• Exercise objective: Copy out every one of the records below word for word, omitting the pictures.

• Provided material:
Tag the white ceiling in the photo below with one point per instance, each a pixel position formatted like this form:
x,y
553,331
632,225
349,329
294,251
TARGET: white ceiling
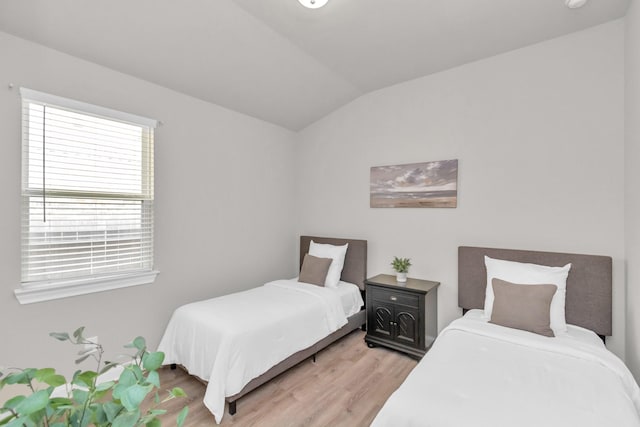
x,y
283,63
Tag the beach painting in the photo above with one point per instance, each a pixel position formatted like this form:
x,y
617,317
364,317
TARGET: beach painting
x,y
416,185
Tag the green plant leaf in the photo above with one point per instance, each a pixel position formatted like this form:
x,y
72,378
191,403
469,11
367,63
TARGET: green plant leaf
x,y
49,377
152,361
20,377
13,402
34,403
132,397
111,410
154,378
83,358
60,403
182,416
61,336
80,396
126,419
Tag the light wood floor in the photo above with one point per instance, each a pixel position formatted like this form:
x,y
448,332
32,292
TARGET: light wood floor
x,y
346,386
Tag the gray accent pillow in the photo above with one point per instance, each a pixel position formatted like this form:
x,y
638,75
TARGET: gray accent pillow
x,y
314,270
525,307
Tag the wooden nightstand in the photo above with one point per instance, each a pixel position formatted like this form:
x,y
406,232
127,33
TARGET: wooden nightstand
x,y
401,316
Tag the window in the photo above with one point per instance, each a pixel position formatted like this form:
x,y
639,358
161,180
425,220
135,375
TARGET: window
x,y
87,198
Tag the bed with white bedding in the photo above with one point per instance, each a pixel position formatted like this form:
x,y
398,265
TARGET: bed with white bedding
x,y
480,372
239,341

• Complete response:
Tag the white ceiling in the photo below with one point per instance, each a pixel position formatted like this form:
x,y
553,331
632,225
349,329
294,251
TARGET: white ceiling
x,y
283,63
Tag the beach painting in the photo above with one point per instance, each a pixel position formatted like this form:
x,y
617,317
364,317
TARGET: beach painting
x,y
416,185
Tag the green plant leaf in the photo above with one point per instance, each a pixel position formatted like this form:
x,y
72,378
191,403
469,11
367,63
TARGET: green plant leaf
x,y
49,377
152,361
20,377
13,402
34,403
132,397
111,410
154,378
83,358
60,403
182,416
61,336
80,396
126,419
Tag the light wood floor in the photo above with one point per instance, each a pixel position formatted like this form:
x,y
448,332
32,292
TARGET: light wood floor
x,y
346,386
Tag the gray accent pillow in the photo above with one point per instance, each a pixel position formatted like this form:
x,y
638,75
TARGET: gray accent pillow
x,y
314,270
525,307
Tag the wooden nightstand in the photo above with one point per instance, each a pixel position formatted like this form:
x,y
406,232
127,33
TARGET: wooden nightstand
x,y
401,316
Tag the window in the photo above with one point per instance, each a pixel position formatted like this form:
x,y
639,358
161,180
425,220
135,375
TARGET: window
x,y
87,198
Tag the bed with white bedding in the photo above with one point per instance, each a pixel position formatted like this form:
x,y
398,265
TARGET: bed with white bedding
x,y
480,372
239,341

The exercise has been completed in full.